Work to do: Format the stretch from the line containing "give the outline of every instance of the water" through the end of the records as a two-column CSV with the header instruction,outline. Give one row per record, holding its text and its answer, each in a single quoted field with line breaks replaced by spaces.

Data shown:
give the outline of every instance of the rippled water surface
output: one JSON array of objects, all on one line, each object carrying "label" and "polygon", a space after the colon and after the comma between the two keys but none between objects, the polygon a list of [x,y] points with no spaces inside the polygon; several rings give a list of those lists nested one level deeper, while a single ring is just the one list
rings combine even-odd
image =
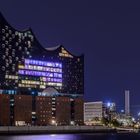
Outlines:
[{"label": "rippled water surface", "polygon": [[140,140],[140,134],[52,134],[0,136],[0,140]]}]

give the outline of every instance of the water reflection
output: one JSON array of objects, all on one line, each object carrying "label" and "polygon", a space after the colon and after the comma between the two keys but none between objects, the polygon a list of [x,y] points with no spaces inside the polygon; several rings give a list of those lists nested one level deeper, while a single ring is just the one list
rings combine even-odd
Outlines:
[{"label": "water reflection", "polygon": [[28,136],[0,136],[0,140],[76,140],[75,135],[28,135]]}]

Solution for this task:
instruction,outline
"give the outline of every instance of the water reflection output: one JSON array of objects, all on one line, each object carrying ""label"" and ""polygon"", a space after the colon and after the comma between the two keys but none between objects, the polygon a list of [x,y] points with no spaces inside the polygon; several rings give a list of those lists nested one level deeper, while a single ring is just the one list rings combine even-odd Outlines:","[{""label"": ""water reflection"", ""polygon"": [[28,136],[0,136],[0,140],[76,140],[75,135],[28,135]]}]"